Quoted text ::
⁂
SECURITIES AND EXCHANGE COMMISSION

Washington, D.C. 20549

 

FORM 8-K

 

CURRENT REPORT

Pursuant to Section 13 or 15(d) of the

Securities Exchange Act of 1934

 

September 29, 2025

Date of earliest event reported

 

Trailblazer Merger Corporation I

(Exact Name of Registrant as Specified in its Charter)

 

Delaware   001-41668   87-3710376
(State or other jurisdiction
of incorporation)
  (Commission File Number)   (I.R.S. Employer
Identification No.)

 

510 Madison Avenue
Suite 1401
New York, NY

  10022
(Address of Principal Executive Offices)   (Zip Code)

 

Registrant’s telephone number, including area code: (212) 586-8224

 

N/A

(Former name or former address, if changed since last report)

 

Check the appropriate box below if the Form 8-K filing is intended to simultaneously satisfy the filing obligation of the registrant under any of the following provisions:

 

Written communications pursuant to Rule 425 under the Securities Act

 

Soliciting material pursuant to Rule 14a-12 under the Exchange Act

 

Pre-commencement communications pursuant to Rule 14d-2(b) under the Exchange Act

 

Pre-commencement communications pursuant to Rule 13e-4(c) under the Exchange Act

 

Securities registered pursuant to Section 12(b) of the Act:

 

Title of each class   Trading Symbol(s)   Name of each exchange on which registered
Common Stock   TBMC   The Nasdaq Stock Market LLC
Rights   TBMCR   The Nasdaq Stock Market LLC

 

Indicate by check mark whether the registrant is an emerging growth company as defined in Rule 405 of the Securities Act of 1933 (17 CFR §230.405) or Rule 12b-2 of the Securities Exchange Act of 1934 (17 CFR §240.12b-2).

 

Emerging growth company

 

If an emerging growth company, indicate by check mark if the registrant has elected not to use the extended transition period for complying with any new or revised financial accounting standards provided pursuant to Section 13(a) of the Exchange Act.

 

 

 

 

 

 

Item 5.03. Amendments to Articles of Incorporation or Bylaws; Change in Fiscal Year.

 

As approved by its stockholders at the annual meeting of stockholders held on September 29, 2025 (the “Annual Meeting”), the Company filed an amendment to its Amended and Restated Certificate of Incorporation (the “Charter”) with the Delaware Secretary of State on September 30, 2025 (the “Charter Amendment”), to (a) modify the terms and extend the date (the “Termination Date”) by which the Company has to consummate a business combination by allowing the Company, through resolution of the board of directors without another stockholder vote, to elect to extend the Termination Date by one month each time from September 30, 2025 to March 30, 2026, or such earlier date as determined by the Board in its sole discretion, unless the closing of a business combination shall have occurred prior thereto.
⁂
Written task ::
Rewrite the filing starting with "Title of each" and going on through "(17 CFR §240.12b-2).", replacing "Rights" with "Warrants". The entries that come next are separate material, apart from the filing.

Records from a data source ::
⁂
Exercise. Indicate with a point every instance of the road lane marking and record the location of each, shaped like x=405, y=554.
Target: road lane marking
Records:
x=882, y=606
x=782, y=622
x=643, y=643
⁂
Output below ::
Title of each class   Trading Symbol(s)   Name of each exchange on which registered
Common Stock   TBMC   The Nasdaq Stock Market LLC
Warrants   TBMCR   The Nasdaq Stock Market LLC

 

Indicate by check mark whether the registrant is an emerging growth company as defined in Rule 405 of the Securities Act of 1933 (17 CFR §230.405) or Rule 12b-2 of the Securities Exchange Act of 1934 (17 CFR §240.12b-2).